■ **Provided information**:
────────────────
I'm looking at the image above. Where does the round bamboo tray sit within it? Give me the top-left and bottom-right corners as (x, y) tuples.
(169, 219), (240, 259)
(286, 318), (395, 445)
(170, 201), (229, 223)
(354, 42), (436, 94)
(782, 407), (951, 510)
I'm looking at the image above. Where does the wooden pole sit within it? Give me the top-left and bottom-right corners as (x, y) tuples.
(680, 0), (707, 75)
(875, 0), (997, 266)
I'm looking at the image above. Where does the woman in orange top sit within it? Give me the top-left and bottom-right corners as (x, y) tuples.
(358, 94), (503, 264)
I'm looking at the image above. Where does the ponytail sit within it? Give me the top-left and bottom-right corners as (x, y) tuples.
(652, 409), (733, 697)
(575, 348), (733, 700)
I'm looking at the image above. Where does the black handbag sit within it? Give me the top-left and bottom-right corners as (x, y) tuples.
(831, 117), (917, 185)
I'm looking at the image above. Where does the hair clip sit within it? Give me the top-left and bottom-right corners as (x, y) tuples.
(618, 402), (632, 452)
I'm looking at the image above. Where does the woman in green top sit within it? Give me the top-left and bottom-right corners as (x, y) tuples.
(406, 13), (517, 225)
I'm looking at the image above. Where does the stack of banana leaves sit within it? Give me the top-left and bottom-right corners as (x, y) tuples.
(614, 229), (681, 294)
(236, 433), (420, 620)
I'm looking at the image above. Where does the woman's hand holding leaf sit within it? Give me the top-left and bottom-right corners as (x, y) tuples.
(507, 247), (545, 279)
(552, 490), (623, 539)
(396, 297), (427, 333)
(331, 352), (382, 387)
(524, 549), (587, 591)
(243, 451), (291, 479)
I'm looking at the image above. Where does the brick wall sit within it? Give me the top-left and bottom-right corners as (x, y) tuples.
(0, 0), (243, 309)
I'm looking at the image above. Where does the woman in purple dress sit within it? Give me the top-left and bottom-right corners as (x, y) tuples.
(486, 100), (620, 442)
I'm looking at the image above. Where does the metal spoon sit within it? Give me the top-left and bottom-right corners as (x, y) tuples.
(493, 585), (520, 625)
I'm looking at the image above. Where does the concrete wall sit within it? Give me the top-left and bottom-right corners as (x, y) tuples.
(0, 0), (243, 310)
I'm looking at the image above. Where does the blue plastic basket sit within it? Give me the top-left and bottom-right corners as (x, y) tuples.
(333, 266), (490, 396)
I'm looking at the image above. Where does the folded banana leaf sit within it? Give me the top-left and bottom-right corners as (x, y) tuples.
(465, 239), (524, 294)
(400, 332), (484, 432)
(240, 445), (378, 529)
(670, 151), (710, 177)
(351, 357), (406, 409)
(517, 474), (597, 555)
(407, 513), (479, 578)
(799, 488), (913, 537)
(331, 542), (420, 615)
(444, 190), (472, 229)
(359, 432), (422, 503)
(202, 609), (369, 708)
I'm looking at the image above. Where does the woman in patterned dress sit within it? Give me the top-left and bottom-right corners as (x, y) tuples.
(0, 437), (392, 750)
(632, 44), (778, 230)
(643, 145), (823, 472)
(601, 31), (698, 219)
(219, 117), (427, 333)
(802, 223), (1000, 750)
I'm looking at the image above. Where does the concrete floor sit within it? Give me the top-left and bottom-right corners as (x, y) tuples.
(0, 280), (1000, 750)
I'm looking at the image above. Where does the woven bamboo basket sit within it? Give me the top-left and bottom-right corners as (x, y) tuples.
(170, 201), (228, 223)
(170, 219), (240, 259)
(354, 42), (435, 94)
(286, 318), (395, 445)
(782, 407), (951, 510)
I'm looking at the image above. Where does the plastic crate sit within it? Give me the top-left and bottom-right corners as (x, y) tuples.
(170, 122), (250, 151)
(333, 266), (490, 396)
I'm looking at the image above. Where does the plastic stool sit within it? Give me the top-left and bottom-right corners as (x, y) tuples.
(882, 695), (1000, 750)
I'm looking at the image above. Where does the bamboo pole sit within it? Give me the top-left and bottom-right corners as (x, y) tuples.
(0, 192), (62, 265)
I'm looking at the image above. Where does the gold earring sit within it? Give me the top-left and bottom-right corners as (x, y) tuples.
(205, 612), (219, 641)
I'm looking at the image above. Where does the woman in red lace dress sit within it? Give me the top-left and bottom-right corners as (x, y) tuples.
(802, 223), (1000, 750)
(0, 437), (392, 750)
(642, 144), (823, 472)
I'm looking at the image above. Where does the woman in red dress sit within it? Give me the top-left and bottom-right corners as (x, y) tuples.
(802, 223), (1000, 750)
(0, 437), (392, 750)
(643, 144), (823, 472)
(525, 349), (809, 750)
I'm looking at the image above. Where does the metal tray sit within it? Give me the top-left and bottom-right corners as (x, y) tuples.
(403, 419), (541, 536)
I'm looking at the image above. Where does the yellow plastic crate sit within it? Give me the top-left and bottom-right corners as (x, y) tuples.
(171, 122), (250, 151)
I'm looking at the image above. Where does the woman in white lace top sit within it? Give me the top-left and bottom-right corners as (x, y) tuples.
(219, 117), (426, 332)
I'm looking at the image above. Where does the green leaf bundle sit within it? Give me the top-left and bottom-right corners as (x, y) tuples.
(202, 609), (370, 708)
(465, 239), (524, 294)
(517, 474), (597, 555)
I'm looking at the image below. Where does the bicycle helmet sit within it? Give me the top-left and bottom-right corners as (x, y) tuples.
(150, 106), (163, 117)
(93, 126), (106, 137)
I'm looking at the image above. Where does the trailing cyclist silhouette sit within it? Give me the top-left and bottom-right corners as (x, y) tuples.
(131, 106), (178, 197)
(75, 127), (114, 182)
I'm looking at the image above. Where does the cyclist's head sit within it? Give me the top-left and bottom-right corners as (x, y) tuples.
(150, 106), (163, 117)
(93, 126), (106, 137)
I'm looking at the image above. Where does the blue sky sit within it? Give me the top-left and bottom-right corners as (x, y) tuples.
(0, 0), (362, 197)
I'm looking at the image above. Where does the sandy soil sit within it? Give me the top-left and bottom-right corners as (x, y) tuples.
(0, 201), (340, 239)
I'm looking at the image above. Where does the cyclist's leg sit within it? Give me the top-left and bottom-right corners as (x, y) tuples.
────────────────
Reproduce the records from the line with "I'm looking at the image above. Where does the hair" to the line with "(0, 0), (243, 310)", both included, keeping every request unchanged and increasing each coordinate in the answers by 36. Return only those lines.

I'm looking at the image above. Where does the hair clip sit within it? Give me the top-left and bottom-right corners as (x, y) tuples.
(654, 438), (668, 488)
I'm looking at the image above. Where does the woman in green top sit within it? Give me the top-left and bottom-right corners as (x, y) tuples.
(442, 49), (553, 261)
I'm looking at the image above. Where does the stack of banana leaves sit within it? Give me the top-left and bottom-right corners as (x, y) tuples.
(650, 265), (717, 330)
(272, 469), (456, 656)
I'm looking at the image above. Where does the woman's hand holding leaf sit within it? Give me the top-left and bottom-right corners as (x, y) tuples.
(543, 283), (581, 315)
(588, 526), (659, 575)
(432, 333), (463, 369)
(367, 388), (418, 423)
(560, 585), (623, 627)
(279, 487), (327, 515)
I'm looking at the image above. Where does the brick wall sit within it? Give me the top-left and bottom-right corners as (x, y) tuples.
(36, 36), (279, 345)
I'm looking at the image above. Where does the woman in purple dress sit within it? Give me the top-left and bottom-right corners as (x, y) tuples.
(522, 136), (656, 478)
I'm looking at the image above. Where does the metal spoon sit within it? Give me the top-left and bottom-right corners as (x, y) tuples.
(529, 621), (556, 661)
I'm looking at the image above. Where does the concrete wall sit within it? Give me the top-left and bottom-right corners as (x, y) tuples.
(36, 36), (279, 346)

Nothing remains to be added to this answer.